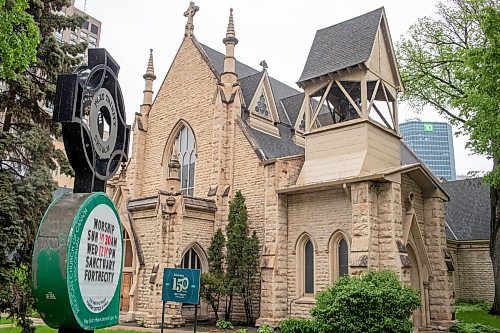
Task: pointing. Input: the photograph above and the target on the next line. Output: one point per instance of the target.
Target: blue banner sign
(181, 285)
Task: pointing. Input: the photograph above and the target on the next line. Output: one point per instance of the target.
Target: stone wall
(319, 214)
(473, 275)
(188, 93)
(146, 223)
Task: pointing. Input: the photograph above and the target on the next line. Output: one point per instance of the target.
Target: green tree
(19, 38)
(28, 156)
(451, 63)
(212, 282)
(241, 258)
(249, 269)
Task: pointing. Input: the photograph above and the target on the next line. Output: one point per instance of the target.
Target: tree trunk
(495, 242)
(229, 305)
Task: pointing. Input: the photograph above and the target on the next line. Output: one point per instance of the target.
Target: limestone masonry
(329, 186)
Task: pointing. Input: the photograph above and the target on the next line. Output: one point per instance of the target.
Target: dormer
(261, 106)
(351, 73)
(349, 112)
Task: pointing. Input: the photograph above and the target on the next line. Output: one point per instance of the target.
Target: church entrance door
(417, 284)
(191, 259)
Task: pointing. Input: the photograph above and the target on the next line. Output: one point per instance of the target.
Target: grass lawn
(479, 317)
(476, 313)
(5, 321)
(46, 329)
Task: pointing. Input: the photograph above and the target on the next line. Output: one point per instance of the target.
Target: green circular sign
(77, 262)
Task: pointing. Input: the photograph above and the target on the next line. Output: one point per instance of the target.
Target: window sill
(307, 299)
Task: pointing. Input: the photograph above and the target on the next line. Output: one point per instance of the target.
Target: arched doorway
(127, 272)
(417, 283)
(194, 258)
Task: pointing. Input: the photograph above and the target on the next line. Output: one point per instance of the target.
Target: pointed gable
(382, 61)
(342, 45)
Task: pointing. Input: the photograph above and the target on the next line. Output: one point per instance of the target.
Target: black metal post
(195, 316)
(162, 315)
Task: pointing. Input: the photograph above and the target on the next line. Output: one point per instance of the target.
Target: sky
(278, 31)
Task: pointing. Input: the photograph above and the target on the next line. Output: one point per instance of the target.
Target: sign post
(181, 285)
(78, 253)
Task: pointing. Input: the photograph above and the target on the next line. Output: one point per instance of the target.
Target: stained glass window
(343, 258)
(186, 145)
(191, 260)
(309, 268)
(261, 107)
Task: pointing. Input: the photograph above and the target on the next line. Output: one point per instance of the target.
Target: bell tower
(351, 82)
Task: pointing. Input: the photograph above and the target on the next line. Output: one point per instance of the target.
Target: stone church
(330, 187)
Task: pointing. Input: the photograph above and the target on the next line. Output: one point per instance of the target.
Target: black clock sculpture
(89, 105)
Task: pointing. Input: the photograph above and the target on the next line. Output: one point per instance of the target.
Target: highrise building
(433, 143)
(89, 32)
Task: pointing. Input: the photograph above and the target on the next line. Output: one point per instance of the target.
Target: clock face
(103, 123)
(89, 104)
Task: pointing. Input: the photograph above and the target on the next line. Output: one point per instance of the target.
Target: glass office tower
(433, 143)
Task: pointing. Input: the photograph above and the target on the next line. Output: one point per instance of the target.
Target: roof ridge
(354, 18)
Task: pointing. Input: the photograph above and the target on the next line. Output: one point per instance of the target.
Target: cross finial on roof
(263, 63)
(189, 13)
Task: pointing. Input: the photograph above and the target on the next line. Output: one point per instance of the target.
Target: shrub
(299, 326)
(472, 328)
(463, 305)
(223, 325)
(374, 302)
(265, 329)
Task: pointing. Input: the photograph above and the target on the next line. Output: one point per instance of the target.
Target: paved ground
(135, 327)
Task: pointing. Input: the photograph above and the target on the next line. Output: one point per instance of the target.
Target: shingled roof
(342, 45)
(249, 78)
(467, 214)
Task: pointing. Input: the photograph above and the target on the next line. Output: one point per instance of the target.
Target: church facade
(329, 186)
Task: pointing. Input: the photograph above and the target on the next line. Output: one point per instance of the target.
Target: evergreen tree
(212, 282)
(216, 253)
(249, 269)
(241, 257)
(19, 37)
(28, 156)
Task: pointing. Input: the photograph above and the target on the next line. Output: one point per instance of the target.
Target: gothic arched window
(185, 146)
(191, 260)
(309, 267)
(339, 255)
(343, 258)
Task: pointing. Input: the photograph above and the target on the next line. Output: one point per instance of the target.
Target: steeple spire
(189, 13)
(150, 70)
(230, 41)
(149, 77)
(230, 34)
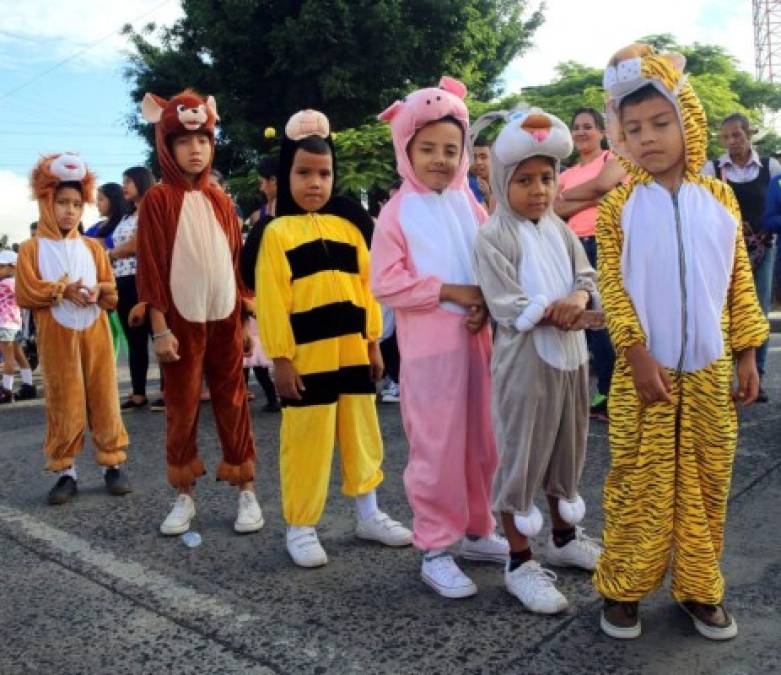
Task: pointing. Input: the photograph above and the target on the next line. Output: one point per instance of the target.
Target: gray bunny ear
(477, 127)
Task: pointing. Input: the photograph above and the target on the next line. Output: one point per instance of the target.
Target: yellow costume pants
(666, 493)
(307, 443)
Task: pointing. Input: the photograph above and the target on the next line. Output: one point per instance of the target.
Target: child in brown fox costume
(188, 248)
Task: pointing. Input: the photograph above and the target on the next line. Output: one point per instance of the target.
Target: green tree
(265, 59)
(715, 75)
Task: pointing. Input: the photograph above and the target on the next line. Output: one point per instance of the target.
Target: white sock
(106, 468)
(70, 471)
(366, 505)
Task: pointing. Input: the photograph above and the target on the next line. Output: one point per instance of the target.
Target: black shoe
(26, 392)
(130, 404)
(116, 482)
(64, 489)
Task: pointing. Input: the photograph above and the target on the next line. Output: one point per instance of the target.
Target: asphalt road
(92, 587)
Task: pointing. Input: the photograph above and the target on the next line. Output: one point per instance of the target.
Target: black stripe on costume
(328, 321)
(325, 388)
(322, 255)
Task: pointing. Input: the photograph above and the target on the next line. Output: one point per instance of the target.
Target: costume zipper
(682, 280)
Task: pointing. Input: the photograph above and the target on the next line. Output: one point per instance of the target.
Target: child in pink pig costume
(422, 254)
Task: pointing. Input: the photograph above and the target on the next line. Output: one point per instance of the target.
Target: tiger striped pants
(665, 497)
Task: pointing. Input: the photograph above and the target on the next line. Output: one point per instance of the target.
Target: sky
(62, 85)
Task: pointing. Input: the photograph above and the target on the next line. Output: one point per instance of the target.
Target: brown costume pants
(213, 348)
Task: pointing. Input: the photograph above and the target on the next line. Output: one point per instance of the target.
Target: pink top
(10, 315)
(583, 222)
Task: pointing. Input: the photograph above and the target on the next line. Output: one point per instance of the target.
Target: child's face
(268, 186)
(435, 153)
(532, 188)
(653, 136)
(192, 153)
(482, 166)
(68, 208)
(311, 179)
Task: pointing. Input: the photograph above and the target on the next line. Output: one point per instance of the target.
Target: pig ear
(390, 112)
(211, 104)
(152, 108)
(453, 86)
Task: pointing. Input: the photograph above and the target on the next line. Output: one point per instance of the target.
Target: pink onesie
(424, 239)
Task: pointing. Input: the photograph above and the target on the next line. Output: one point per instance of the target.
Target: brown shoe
(620, 620)
(711, 621)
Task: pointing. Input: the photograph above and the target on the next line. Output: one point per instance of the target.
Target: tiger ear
(152, 108)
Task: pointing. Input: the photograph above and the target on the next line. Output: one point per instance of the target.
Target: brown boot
(620, 620)
(711, 621)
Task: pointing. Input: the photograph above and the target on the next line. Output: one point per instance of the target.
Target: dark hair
(646, 93)
(740, 119)
(599, 120)
(268, 167)
(314, 144)
(142, 178)
(117, 208)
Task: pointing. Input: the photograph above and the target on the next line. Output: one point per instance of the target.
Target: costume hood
(186, 112)
(638, 65)
(304, 124)
(47, 175)
(526, 133)
(418, 109)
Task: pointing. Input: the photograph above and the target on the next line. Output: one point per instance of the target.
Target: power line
(76, 55)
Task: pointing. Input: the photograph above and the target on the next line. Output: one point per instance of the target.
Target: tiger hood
(638, 65)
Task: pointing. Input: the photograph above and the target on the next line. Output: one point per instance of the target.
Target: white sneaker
(380, 527)
(304, 547)
(390, 393)
(533, 586)
(178, 520)
(492, 548)
(582, 552)
(250, 517)
(445, 577)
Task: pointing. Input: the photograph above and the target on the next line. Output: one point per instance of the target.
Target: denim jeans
(763, 282)
(599, 340)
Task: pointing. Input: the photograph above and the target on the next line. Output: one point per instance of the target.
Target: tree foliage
(265, 59)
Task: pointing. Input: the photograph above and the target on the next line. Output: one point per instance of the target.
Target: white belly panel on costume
(545, 268)
(203, 282)
(60, 257)
(440, 230)
(670, 275)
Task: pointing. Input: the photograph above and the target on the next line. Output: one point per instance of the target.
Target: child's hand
(566, 312)
(166, 348)
(475, 320)
(376, 362)
(462, 294)
(650, 378)
(77, 293)
(287, 380)
(748, 378)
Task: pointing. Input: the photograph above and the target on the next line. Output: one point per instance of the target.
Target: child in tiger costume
(679, 299)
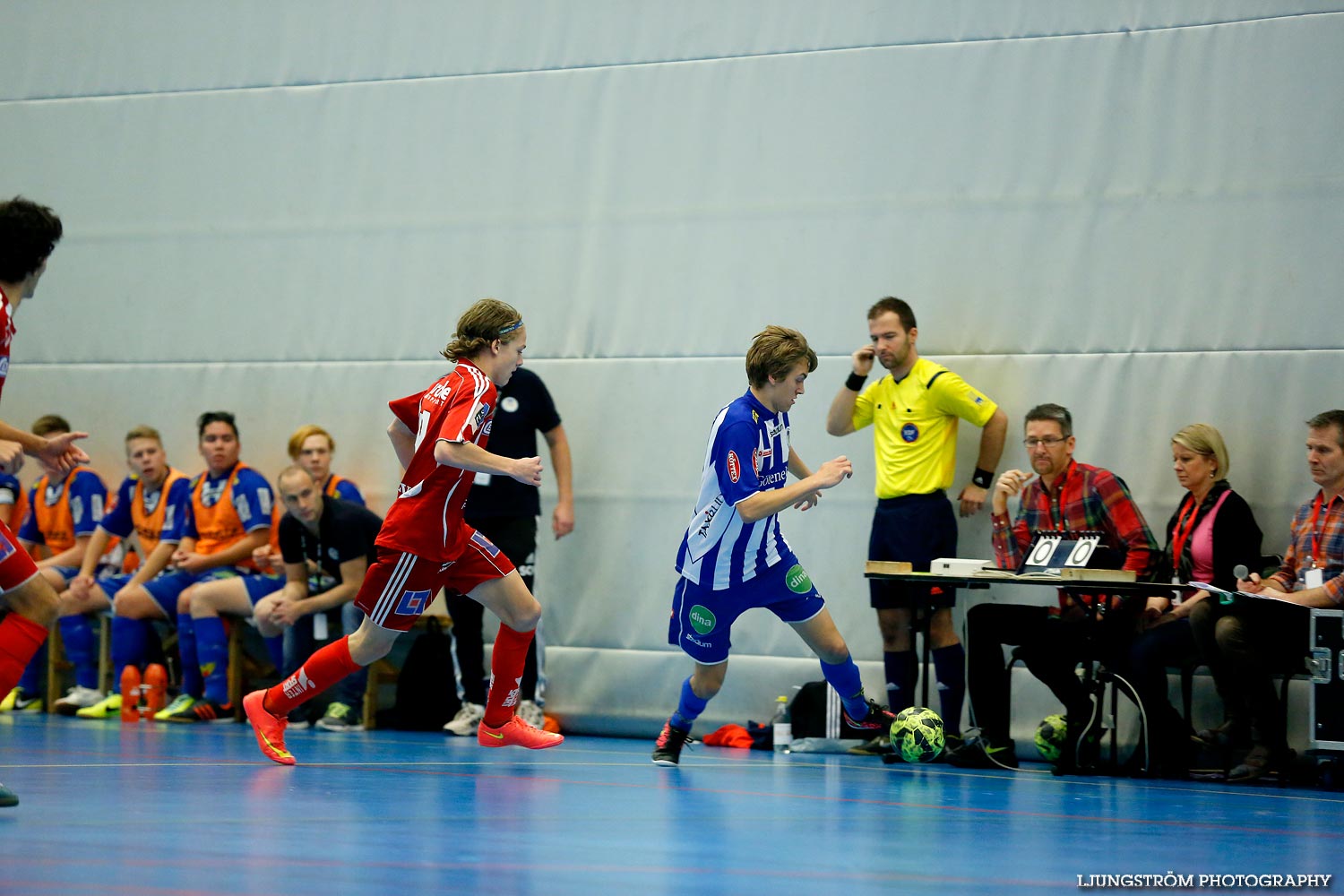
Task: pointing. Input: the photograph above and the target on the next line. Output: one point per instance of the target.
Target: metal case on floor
(1325, 664)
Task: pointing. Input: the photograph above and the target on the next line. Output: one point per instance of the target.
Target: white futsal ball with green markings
(917, 734)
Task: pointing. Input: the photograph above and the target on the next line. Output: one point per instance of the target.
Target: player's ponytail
(481, 324)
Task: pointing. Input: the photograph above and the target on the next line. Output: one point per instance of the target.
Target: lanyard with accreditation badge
(1180, 535)
(1314, 576)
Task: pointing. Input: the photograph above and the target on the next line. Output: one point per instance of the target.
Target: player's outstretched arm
(801, 470)
(403, 443)
(840, 414)
(58, 452)
(762, 504)
(468, 455)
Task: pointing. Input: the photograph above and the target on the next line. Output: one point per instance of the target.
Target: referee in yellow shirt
(914, 411)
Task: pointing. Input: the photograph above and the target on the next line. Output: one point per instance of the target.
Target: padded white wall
(1131, 209)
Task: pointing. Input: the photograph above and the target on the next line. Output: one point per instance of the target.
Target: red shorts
(16, 565)
(401, 586)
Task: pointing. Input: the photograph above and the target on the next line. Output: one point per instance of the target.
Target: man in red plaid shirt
(1072, 497)
(1247, 641)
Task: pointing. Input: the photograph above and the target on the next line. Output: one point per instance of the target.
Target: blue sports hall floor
(195, 810)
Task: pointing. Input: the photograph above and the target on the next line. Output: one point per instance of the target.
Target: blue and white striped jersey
(747, 452)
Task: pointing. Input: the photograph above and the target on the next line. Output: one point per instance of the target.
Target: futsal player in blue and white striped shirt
(734, 557)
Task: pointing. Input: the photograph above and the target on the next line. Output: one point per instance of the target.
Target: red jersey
(7, 332)
(426, 517)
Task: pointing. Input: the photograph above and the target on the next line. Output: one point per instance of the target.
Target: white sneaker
(531, 713)
(467, 719)
(77, 699)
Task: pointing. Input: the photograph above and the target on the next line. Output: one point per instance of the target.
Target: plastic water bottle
(782, 726)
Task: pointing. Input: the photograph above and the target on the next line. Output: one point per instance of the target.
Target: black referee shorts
(916, 528)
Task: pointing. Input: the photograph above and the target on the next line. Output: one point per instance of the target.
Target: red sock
(323, 669)
(507, 662)
(19, 640)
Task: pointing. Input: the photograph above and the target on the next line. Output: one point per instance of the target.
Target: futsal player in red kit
(29, 233)
(440, 438)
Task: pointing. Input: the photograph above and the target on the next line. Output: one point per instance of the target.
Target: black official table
(1070, 581)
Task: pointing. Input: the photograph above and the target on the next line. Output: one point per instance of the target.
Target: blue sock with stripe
(129, 646)
(212, 649)
(81, 649)
(688, 710)
(847, 681)
(191, 681)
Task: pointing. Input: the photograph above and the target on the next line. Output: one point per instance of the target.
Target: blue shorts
(702, 618)
(167, 587)
(261, 583)
(916, 528)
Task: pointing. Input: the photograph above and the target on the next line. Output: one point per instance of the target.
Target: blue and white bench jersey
(747, 452)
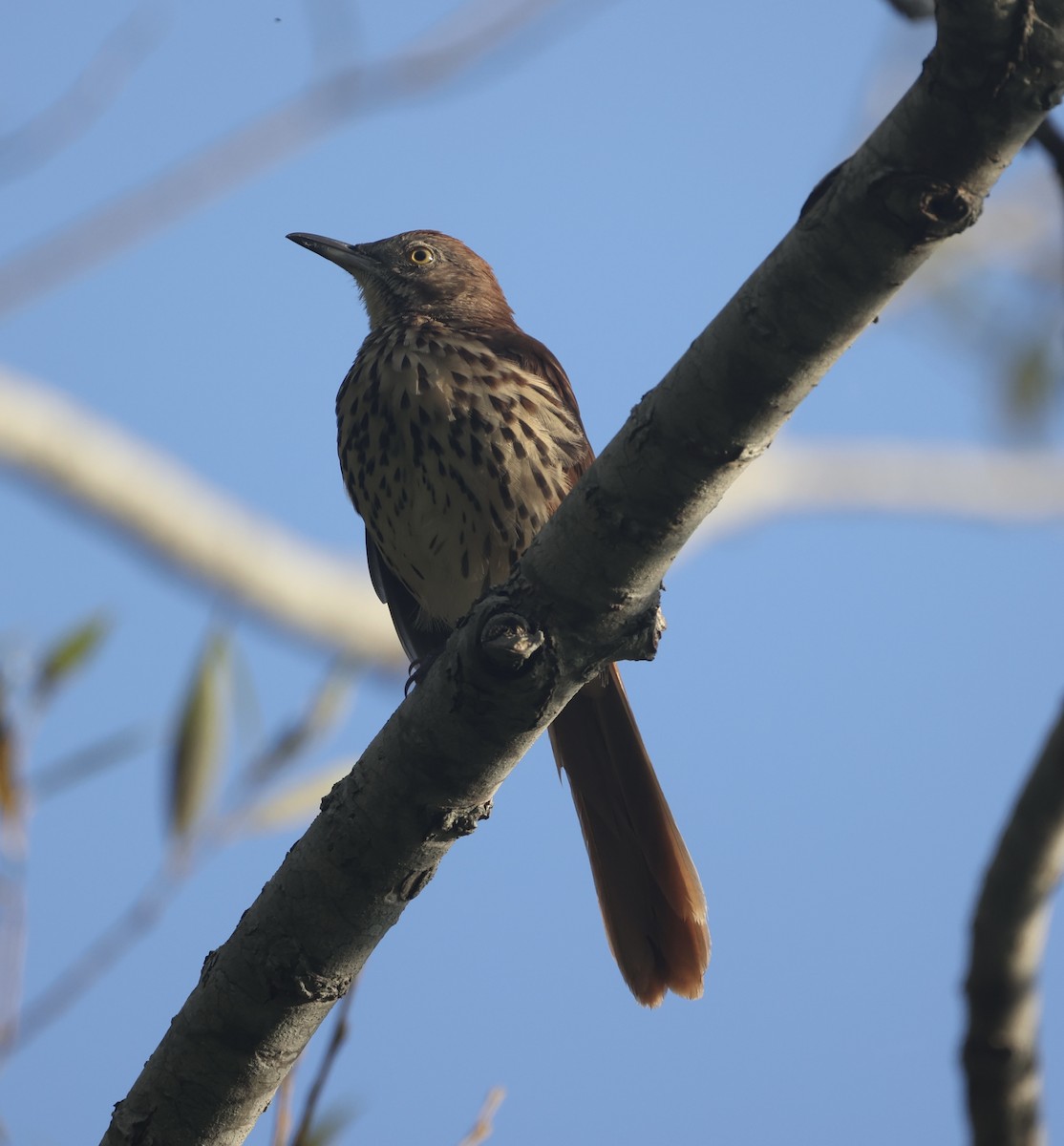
□ □ □ □ □
Leave the pictures out. Output exactly, and only, the lines from the one with "Target: blue sock with stripe" through the last line of the listing above, both included.

- _TASK RESULT_
Target: blue sock with stripe
(129, 646)
(212, 649)
(81, 649)
(688, 710)
(847, 681)
(191, 681)
Task: pointing. Input: the photograph above and the target on the next line. Output: one point per instance of the target.
Target: blue shorts
(702, 618)
(167, 587)
(261, 583)
(916, 528)
Task: pointing. Input: the photograph above and the target on the next line. Output: one point per instance of the target.
Target: blue and white bench jersey
(747, 452)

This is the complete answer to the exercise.